BEGIN Extracted information
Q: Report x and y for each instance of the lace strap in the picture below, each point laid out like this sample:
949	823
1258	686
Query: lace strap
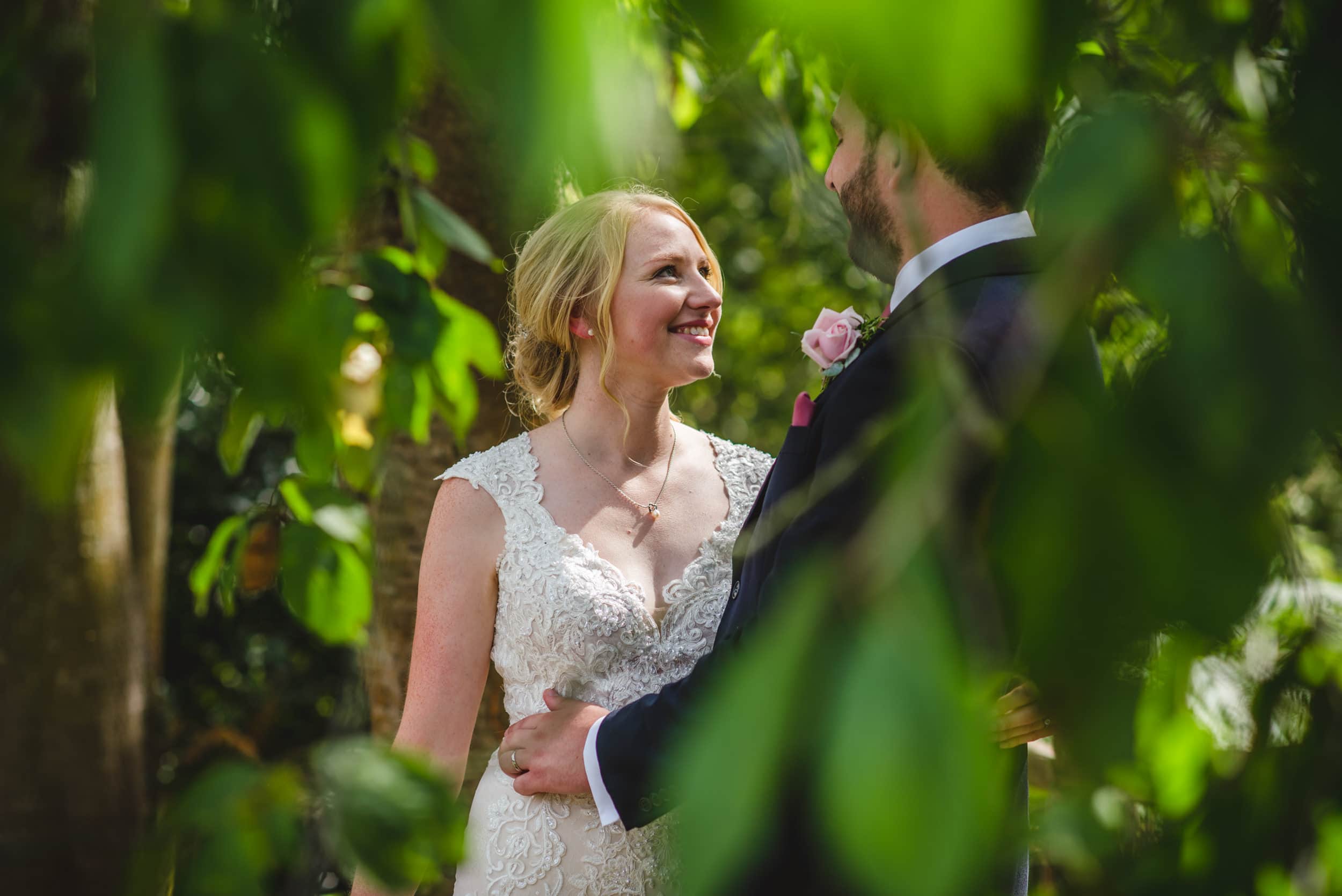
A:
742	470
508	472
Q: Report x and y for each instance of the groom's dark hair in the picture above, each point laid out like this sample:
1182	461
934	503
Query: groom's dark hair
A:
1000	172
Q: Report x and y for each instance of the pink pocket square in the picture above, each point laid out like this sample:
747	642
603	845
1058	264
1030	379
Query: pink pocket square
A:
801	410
END Extracted information
### Exercise goal
Print all of the material above, line for line and word for word, from start to finish. Leave the pictures out.

### Exercise output
Q: Report x and y for each instance of the lace strap in the picture below, each point laid out like this sample:
949	823
1258	686
Query: lace strap
A:
742	470
508	472
Q: Report x and y for each instance of the groom's dark hair in the picture above, each point laid out like this sample:
1182	461
934	503
Query: groom's dark hair
A:
1000	172
Q: Report x and y for each instance of the pink pocket square in the picture above, each point laid out like this sample:
747	642
603	845
1058	264
1030	379
Query: pink pocket square
A:
801	410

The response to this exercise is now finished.